À espera deles e da tarte de grão



Estou à espera nos sofás pretos que ficam ao fundo do café.

Já lí na diagonal todas as revistas espalhadas pelas mesas de apoio.

Descobri que se tratam vícios com terapias que implicam receber pancada em sessões, duas vezes por semana, descobri que a Cristina Ferreira é uma mulher muito caladinha e boa ouvinte quando está longe das luzes da ribalta e do Manuel Luís Goucha.

Já fiz conversa de circunstância com o dono do café e com o empregado simpático.

Já nos rimos juntos, já falámos na possibilidade de ir trabalhar para a cozinha como aprendiz de pasteleira em part-time. Aprendi que quando se apanha um cliente difícil, não há nada melhor que fazer um pequeno recolhimento, contar até dez, demoradamente, beber um copo de água e voltar a aparecer sorridente.

Já concluímos que não se pode levar a vida muito a peito e que vale sempre a pena mostrar a dentição, por mais cariados que tenhamos os dentes.

Já relaxei, já ouvi música boa, já pensei no que tenho para arrumar lá por casa,  já mandei mensagens a amigos que não vejo há algum tempo....

Já comecei a marcar a movida para o fim-de-semana.

É tão bom não ter nada para fazer e inventar ocupações.....

Por incrível que pareça, às vezes sabe bem secar à espera de alguém!

A voz doce da cantora que se ouve está a embalar-me. Estou quase a adormecer. Caramba, há vozes mesmo sexys. Ora aí está uma coisa que se pode treinar...como fazer uma vozinha sensual, rouca e arrastada.

Pronto, onde tu já andas! Vá, volta, foca-te, regressa ao habitat.

********

> [TAREFAS PROPOSTAS]:
A: Reescreva o trecho do texto sobre a espera no café desde "Descobri que se" até "tenhamos os dentes.", inclusive, pondo "freguês" no lugar de "cliente".
B: Traduza para inglês esta frase do texto sobre a espera no café: "Estou à espera nos sofás pretos que ficam ao fundo do café."
C: Prossiga o texto sobre a espera no café a partir da sua última frase.

> [DADOS FORNECIDOS]:
********

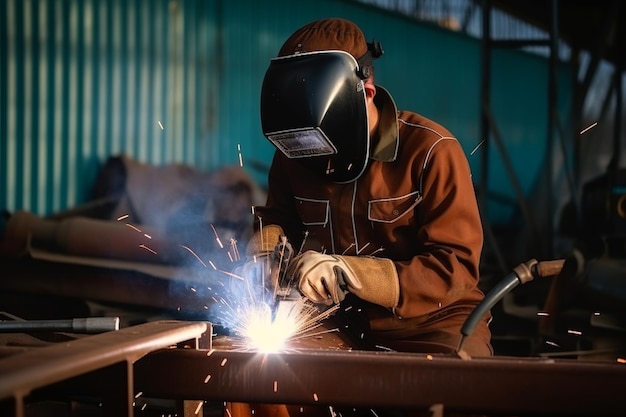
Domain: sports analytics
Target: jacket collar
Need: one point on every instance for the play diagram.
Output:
(386, 148)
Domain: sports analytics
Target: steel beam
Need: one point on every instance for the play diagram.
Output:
(112, 353)
(524, 386)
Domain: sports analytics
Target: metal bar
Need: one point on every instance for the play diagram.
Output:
(387, 379)
(22, 373)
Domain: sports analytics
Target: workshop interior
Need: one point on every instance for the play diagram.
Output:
(131, 157)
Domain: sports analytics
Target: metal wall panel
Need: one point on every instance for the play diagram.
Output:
(83, 80)
(178, 81)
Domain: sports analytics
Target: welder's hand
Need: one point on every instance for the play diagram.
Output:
(325, 279)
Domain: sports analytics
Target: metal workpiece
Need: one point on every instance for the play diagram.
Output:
(523, 386)
(108, 355)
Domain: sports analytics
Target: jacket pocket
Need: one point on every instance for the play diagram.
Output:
(313, 212)
(389, 210)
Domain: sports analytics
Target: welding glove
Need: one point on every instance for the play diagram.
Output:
(325, 279)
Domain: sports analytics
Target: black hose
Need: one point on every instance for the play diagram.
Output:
(500, 290)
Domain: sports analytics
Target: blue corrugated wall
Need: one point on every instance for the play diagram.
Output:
(178, 81)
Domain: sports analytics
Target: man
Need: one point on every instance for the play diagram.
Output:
(382, 200)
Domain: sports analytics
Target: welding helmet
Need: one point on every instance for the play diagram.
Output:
(313, 102)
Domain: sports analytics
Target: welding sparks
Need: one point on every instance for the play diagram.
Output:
(217, 237)
(194, 254)
(199, 407)
(240, 157)
(152, 251)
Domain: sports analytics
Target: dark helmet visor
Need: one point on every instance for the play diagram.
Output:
(313, 108)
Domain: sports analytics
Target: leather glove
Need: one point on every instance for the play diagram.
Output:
(325, 279)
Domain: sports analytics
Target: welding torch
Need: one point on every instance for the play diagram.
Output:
(521, 274)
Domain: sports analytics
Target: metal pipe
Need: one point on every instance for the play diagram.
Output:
(89, 325)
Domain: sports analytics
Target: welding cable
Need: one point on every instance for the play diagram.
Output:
(523, 273)
(89, 325)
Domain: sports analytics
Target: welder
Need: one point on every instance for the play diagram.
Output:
(384, 197)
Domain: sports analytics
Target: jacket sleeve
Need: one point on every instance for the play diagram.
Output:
(449, 235)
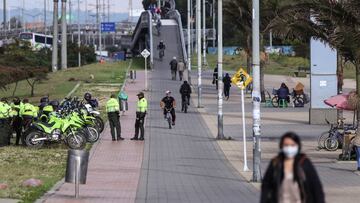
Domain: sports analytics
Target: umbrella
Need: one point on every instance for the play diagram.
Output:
(340, 102)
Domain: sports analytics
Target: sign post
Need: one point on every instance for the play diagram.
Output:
(145, 53)
(242, 79)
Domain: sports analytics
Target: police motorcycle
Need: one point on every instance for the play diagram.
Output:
(58, 128)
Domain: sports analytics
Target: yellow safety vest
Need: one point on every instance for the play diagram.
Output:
(142, 105)
(112, 105)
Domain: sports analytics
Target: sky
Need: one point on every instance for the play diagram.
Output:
(116, 5)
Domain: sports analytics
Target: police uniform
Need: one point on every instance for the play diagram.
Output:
(5, 131)
(17, 121)
(112, 109)
(141, 110)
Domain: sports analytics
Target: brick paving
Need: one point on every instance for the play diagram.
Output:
(340, 182)
(114, 168)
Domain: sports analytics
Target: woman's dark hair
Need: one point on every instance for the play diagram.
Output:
(292, 136)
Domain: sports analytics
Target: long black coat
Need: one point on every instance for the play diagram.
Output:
(304, 174)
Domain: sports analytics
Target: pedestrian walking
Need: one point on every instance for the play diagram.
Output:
(141, 111)
(181, 68)
(28, 113)
(291, 177)
(16, 106)
(215, 77)
(5, 130)
(112, 109)
(227, 85)
(173, 68)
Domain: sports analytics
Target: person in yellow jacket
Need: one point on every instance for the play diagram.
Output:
(113, 112)
(141, 111)
(28, 113)
(16, 107)
(5, 115)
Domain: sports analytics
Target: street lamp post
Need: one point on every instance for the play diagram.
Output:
(256, 92)
(63, 36)
(79, 35)
(198, 46)
(220, 72)
(55, 36)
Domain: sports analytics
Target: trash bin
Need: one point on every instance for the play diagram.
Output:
(77, 164)
(133, 74)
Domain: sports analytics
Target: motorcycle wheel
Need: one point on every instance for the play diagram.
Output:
(76, 140)
(34, 144)
(92, 135)
(99, 124)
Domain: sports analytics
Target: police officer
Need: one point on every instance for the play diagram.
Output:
(16, 106)
(5, 131)
(28, 113)
(140, 117)
(112, 109)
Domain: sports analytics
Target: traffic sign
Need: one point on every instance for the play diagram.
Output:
(145, 53)
(108, 27)
(241, 79)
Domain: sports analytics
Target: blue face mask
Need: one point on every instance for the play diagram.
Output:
(290, 151)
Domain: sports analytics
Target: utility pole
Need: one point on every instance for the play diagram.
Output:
(256, 92)
(198, 46)
(220, 135)
(214, 22)
(189, 39)
(55, 36)
(204, 31)
(79, 35)
(63, 36)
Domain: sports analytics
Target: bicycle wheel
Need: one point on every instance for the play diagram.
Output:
(331, 143)
(275, 101)
(322, 138)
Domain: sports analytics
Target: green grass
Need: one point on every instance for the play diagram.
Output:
(18, 163)
(276, 65)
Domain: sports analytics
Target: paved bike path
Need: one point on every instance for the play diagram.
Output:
(184, 164)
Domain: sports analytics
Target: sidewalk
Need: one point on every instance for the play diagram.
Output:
(114, 167)
(340, 182)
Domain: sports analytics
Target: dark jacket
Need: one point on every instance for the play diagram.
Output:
(173, 65)
(283, 93)
(304, 174)
(185, 89)
(227, 81)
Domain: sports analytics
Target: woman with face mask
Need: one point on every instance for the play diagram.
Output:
(291, 177)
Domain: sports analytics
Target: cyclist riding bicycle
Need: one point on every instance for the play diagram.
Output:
(168, 103)
(161, 47)
(185, 91)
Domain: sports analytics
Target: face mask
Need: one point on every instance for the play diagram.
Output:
(290, 151)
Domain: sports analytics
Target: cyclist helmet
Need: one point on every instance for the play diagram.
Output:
(44, 99)
(16, 101)
(87, 96)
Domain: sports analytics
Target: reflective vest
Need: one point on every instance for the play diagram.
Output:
(142, 106)
(112, 105)
(4, 110)
(28, 110)
(15, 109)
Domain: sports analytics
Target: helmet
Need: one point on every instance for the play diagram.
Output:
(87, 96)
(16, 101)
(44, 99)
(141, 94)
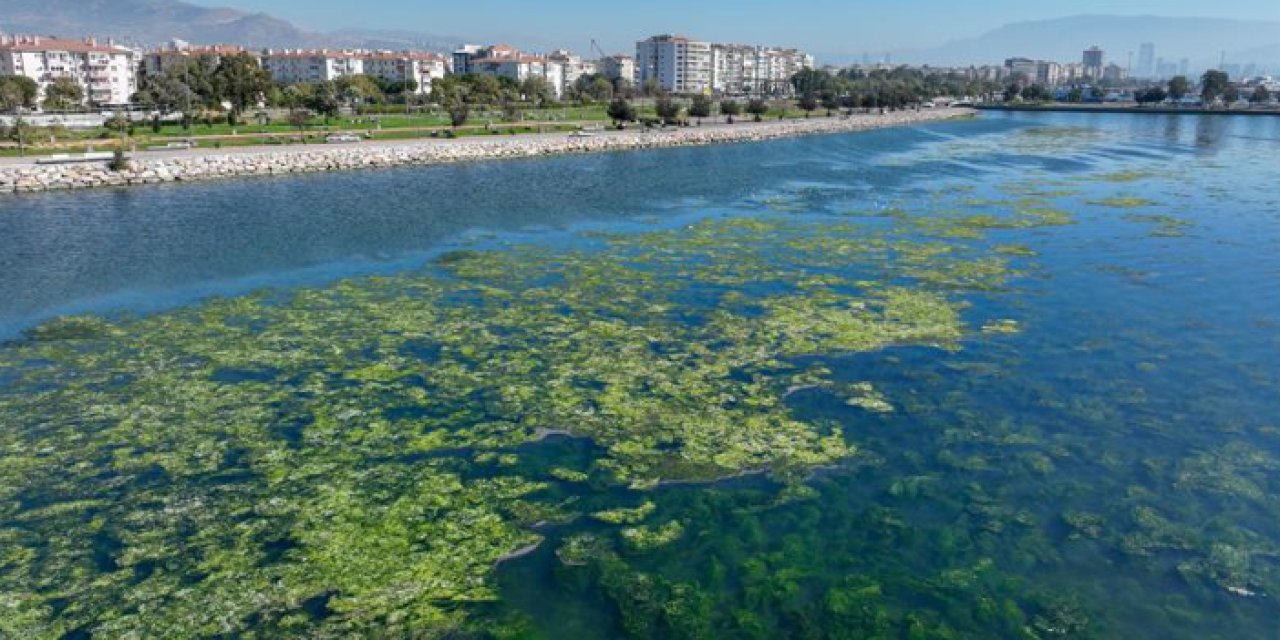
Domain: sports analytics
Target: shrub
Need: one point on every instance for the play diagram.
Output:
(118, 163)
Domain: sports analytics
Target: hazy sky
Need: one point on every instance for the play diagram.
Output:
(826, 26)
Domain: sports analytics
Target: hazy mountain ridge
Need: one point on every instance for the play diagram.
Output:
(151, 22)
(1201, 40)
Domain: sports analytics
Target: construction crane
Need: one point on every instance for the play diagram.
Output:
(595, 46)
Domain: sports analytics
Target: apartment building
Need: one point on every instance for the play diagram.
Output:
(508, 62)
(618, 67)
(676, 63)
(324, 65)
(572, 67)
(295, 65)
(682, 65)
(108, 73)
(420, 67)
(155, 62)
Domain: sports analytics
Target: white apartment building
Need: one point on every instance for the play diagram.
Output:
(618, 67)
(508, 62)
(108, 73)
(521, 68)
(676, 63)
(572, 67)
(324, 65)
(423, 68)
(681, 65)
(292, 65)
(155, 62)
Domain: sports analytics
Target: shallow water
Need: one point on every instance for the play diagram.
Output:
(1104, 461)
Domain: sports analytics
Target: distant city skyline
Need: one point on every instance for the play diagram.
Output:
(823, 26)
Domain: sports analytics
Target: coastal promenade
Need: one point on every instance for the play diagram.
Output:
(19, 176)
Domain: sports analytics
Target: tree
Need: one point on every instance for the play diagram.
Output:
(458, 113)
(64, 94)
(241, 81)
(624, 87)
(538, 90)
(361, 88)
(1230, 95)
(19, 132)
(830, 101)
(621, 112)
(1152, 96)
(17, 91)
(1214, 85)
(1037, 94)
(812, 81)
(300, 118)
(324, 100)
(700, 106)
(730, 108)
(808, 104)
(667, 109)
(594, 86)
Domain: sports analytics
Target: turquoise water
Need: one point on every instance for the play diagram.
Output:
(1087, 448)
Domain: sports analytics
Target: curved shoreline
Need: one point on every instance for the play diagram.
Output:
(205, 165)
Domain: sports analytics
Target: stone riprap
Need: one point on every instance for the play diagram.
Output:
(202, 165)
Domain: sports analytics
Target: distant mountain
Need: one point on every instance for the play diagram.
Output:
(397, 39)
(1201, 40)
(151, 22)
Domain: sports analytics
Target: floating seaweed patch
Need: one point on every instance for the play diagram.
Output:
(1123, 202)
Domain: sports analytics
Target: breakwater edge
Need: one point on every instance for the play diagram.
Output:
(195, 165)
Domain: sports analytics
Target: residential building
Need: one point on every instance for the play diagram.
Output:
(1093, 60)
(464, 55)
(293, 65)
(676, 63)
(684, 65)
(572, 67)
(508, 62)
(616, 67)
(420, 67)
(108, 73)
(155, 62)
(1147, 60)
(1115, 73)
(1023, 69)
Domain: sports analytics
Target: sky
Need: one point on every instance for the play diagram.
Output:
(826, 26)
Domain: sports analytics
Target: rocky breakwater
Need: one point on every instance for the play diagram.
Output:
(200, 165)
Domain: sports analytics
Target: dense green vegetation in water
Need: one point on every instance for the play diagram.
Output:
(664, 421)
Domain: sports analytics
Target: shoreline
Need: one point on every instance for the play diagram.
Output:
(197, 165)
(1124, 109)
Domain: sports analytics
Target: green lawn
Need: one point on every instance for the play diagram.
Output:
(483, 122)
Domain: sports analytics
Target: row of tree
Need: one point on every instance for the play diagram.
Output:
(892, 88)
(21, 92)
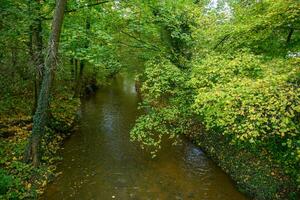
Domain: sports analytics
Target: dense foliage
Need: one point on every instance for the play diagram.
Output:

********

> [RESPOSTAS DO EXERCÍCIO]:
A:
Descobri que se tratam vícios com terapias que implicam receber pancada em sessões, duas vezes por semana, descobri que a Cristina Ferreira é uma mulher muito caladinha e boa ouvinte quando está longe das luzes da ribalta e do Manuel Luís Goucha.

Já fiz conversa de circunstância com o dono do café e com o empregado simpático.

Já nos rimos juntos, já falámos na possibilidade de ir trabalhar para a cozinha como aprendiz de pasteleira em part-time. Aprendi que quando se apanha um freguês difícil, não há nada melhor que fazer um pequeno recolhimento, contar até dez, demoradamente, beber um copo de água e voltar a aparecer sorridente.

Já concluímos que não se pode levar a vida muito a peito e que vale sempre a pena mostrar a dentição, por mais cariados que tenhamos os dentes.

B: I am waiting on the black sofas at the back of the café.

C:
Um telemóvel toca na mesa ao lado, um casal de namorados, completamente enterrados nos sofás do lado põe a conversa em dia com uma amiga, entre muitas gargalhadas....o amor adolescente é lindo. Nem se percebe se estão a usar dois casacos ou se estão a partilhar o mesmo, tal não é a forma como estão agarrados. Um grupo de amigos passa o tempo, entre umas jolas e um tablet.

Lá dentro está uma tarte de grão a acabar de fazer, propositadamente para a pandilha por quem estou a esperar.

Vai uma fatia?

A atmosfera é tão descontraída que podia desejar só me mover em ambientes assim.

Tudo aqui está disposto por forma a que nos sintamos em casa e a sensação que se tem é a de estar num segundo lar. As tostas de pão saloio gigantesca, com presunto e queijo que servem ajuda a prolongar esta sensação, assim como o cheiro a chá espalhado pelo ar......

Eis que entra um grupo barulhento pelo café adentro!

É a minha malta.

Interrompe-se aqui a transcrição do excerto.